Input rows:

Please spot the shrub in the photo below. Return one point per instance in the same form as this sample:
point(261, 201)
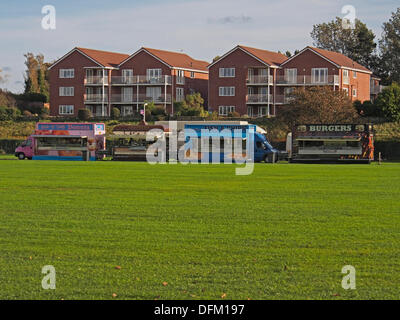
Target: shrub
point(115, 113)
point(84, 114)
point(234, 114)
point(9, 113)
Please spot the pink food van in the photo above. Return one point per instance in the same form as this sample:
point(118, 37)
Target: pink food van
point(64, 141)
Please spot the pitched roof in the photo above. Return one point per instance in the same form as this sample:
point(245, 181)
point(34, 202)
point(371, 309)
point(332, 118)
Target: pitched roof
point(105, 58)
point(339, 59)
point(269, 57)
point(178, 60)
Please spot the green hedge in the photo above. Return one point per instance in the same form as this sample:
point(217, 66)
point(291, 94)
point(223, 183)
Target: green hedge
point(9, 145)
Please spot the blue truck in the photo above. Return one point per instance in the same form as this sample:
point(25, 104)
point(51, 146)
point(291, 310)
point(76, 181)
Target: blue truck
point(221, 139)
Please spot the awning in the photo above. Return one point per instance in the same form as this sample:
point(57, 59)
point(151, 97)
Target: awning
point(330, 138)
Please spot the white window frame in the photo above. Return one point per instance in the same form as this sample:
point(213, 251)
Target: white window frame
point(180, 77)
point(154, 74)
point(66, 91)
point(346, 79)
point(319, 75)
point(127, 75)
point(180, 94)
point(66, 73)
point(66, 109)
point(225, 110)
point(127, 94)
point(226, 91)
point(291, 75)
point(227, 72)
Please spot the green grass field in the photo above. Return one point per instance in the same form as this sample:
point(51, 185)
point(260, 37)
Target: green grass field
point(284, 232)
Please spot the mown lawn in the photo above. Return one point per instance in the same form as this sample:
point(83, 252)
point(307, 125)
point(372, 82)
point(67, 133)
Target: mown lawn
point(284, 232)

Given task:
Rewrite all the lines above as a numbered list, skipping any blank lines and leaving out the pictures.

Answer to the exercise:
1. Please spot the shrub in the photo below. Return one point per instance in the same form as this sample:
2. point(261, 201)
3. Target: shrub
4. point(115, 113)
5. point(84, 114)
6. point(234, 114)
7. point(9, 113)
8. Please spot the pink food van in the photo above. Return one point per instance in the same form as this sample:
9. point(118, 37)
10. Target: pink food van
11. point(64, 141)
12. Please spot the pitched roof in the photo above. Return one point per instance in the same form as this sample:
13. point(245, 181)
14. point(34, 202)
15. point(371, 309)
16. point(332, 118)
17. Target: pitched roof
18. point(105, 58)
19. point(339, 59)
20. point(269, 57)
21. point(178, 60)
22. Please spot the green hedge in the photo above. Return one point per instance in the same form as this sample:
23. point(217, 66)
24. point(291, 94)
25. point(223, 183)
26. Target: green hedge
27. point(9, 145)
28. Please spot the blue truck in the photo above. Return one point per instance in the same form as this sample:
29. point(25, 104)
30. point(51, 146)
31. point(291, 310)
32. point(76, 181)
33. Target: blue truck
34. point(221, 139)
35. Please spot the awning in the photo above. Return one point per instance in the same form as this sample:
36. point(57, 59)
37. point(151, 97)
38. Target: awning
39. point(330, 138)
40. Please spot the white window frame in the photo above. Return one point per instance in the same form as this sample:
41. point(213, 251)
42. Target: white window frame
43. point(180, 77)
44. point(154, 74)
45. point(66, 91)
46. point(346, 79)
47. point(319, 75)
48. point(127, 75)
49. point(180, 94)
50. point(66, 73)
51. point(66, 109)
52. point(225, 110)
53. point(127, 94)
54. point(226, 91)
55. point(291, 75)
56. point(227, 72)
57. Please spot the green grass field in the photo above. Return one point per instance in the same form as this sample:
58. point(51, 185)
59. point(260, 37)
60. Target: green grass field
61. point(284, 232)
62. Please spot the mown lawn in the photo above. Return one point per instance in the same form as this sample:
63. point(83, 252)
64. point(307, 125)
65. point(372, 82)
66. point(67, 133)
67. Target: mown lawn
68. point(284, 232)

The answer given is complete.